* Task objective
Reproduce the listing word for word, beginning at its first line and stopping after the line that contains "[676,232,722,263]", with both of those lines included.

** START OF Given data **

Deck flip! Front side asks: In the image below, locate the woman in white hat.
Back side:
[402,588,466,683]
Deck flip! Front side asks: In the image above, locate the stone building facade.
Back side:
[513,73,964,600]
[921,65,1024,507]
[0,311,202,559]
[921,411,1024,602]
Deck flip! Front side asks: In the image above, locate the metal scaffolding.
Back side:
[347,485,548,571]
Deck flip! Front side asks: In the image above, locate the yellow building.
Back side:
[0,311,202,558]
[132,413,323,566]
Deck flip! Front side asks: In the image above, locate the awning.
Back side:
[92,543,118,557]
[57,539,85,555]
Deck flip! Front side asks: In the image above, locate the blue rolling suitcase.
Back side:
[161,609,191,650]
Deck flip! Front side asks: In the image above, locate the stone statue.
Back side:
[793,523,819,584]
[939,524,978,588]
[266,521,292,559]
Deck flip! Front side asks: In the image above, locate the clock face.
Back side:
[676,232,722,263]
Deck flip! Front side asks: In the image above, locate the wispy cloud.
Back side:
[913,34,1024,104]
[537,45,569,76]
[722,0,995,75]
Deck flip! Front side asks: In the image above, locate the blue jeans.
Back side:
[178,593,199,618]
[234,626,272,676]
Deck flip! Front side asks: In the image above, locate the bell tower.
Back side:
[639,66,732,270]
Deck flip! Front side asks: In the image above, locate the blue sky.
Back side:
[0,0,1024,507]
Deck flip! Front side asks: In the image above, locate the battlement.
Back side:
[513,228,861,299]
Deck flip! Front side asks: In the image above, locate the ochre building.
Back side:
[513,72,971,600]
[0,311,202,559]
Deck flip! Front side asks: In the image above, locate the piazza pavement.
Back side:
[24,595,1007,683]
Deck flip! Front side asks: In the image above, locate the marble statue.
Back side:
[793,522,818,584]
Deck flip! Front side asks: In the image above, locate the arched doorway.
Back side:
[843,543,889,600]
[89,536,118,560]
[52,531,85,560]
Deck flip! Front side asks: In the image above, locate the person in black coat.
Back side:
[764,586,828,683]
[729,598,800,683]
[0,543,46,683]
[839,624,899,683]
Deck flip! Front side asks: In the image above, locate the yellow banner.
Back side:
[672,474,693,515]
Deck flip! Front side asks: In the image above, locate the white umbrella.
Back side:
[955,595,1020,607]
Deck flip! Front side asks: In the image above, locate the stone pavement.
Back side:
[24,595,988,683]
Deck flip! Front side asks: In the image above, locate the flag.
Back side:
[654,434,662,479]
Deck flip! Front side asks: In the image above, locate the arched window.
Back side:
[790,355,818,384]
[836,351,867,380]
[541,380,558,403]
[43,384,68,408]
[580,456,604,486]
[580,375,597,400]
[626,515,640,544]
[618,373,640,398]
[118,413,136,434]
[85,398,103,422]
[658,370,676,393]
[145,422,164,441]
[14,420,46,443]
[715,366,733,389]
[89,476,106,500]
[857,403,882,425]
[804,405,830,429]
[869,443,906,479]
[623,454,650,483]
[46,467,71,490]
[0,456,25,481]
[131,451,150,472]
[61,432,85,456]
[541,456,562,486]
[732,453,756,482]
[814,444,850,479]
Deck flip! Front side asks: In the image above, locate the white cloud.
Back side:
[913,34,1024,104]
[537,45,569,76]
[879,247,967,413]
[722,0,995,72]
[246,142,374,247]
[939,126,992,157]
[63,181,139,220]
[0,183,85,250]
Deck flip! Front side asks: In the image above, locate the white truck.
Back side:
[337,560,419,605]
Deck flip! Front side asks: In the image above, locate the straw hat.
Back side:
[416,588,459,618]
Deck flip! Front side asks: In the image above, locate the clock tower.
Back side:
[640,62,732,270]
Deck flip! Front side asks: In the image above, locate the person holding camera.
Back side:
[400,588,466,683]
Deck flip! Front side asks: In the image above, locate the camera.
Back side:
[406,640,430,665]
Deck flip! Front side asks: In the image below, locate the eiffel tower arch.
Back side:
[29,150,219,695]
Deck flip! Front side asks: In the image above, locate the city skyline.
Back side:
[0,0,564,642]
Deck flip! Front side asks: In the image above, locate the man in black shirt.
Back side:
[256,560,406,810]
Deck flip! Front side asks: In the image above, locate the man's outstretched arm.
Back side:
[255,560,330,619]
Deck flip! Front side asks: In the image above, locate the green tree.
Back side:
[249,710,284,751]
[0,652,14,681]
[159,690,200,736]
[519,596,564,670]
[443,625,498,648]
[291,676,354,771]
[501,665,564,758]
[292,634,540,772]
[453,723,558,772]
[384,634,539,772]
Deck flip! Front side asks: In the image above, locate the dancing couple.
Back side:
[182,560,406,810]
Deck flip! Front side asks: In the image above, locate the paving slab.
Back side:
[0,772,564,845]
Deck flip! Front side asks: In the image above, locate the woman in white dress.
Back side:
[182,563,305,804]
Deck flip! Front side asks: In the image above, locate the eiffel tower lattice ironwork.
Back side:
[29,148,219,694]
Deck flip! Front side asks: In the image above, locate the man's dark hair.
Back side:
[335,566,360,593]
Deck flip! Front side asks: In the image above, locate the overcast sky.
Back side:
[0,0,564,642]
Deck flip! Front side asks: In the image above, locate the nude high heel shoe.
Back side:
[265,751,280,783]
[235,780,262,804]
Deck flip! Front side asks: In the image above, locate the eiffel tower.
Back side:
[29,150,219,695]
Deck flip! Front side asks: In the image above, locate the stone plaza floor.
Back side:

** END OF Given data **

* Exercise answer
Deck flip! Front side asks: In the image below, locate the woman in white hat.
Back side:
[402,588,466,683]
Deck flip! Front side asks: In the image above, locate the stone building facade.
Back side:
[513,73,964,600]
[921,65,1024,507]
[0,311,202,559]
[921,411,1024,602]
Deck flip! Front side asks: In the image above, locate the metal scaffolding.
Back side:
[347,485,548,571]
Deck flip! Front side asks: In the image above, locate the yellow building.
Back side:
[0,311,202,558]
[132,413,323,566]
Deck flip! Front side asks: In the image above, locate the awning.
Back side:
[92,543,118,557]
[57,539,85,555]
Deck flip! Front side asks: In the image above, locate the blue rolling suitcase.
Back side:
[161,609,191,650]
Deck flip! Front side asks: In the image above, locate the stone statue.
Back side:
[793,523,819,584]
[939,524,978,588]
[266,521,292,559]
Deck flip! Front side asks: In the image above, locate the clock face.
Back side:
[676,232,722,263]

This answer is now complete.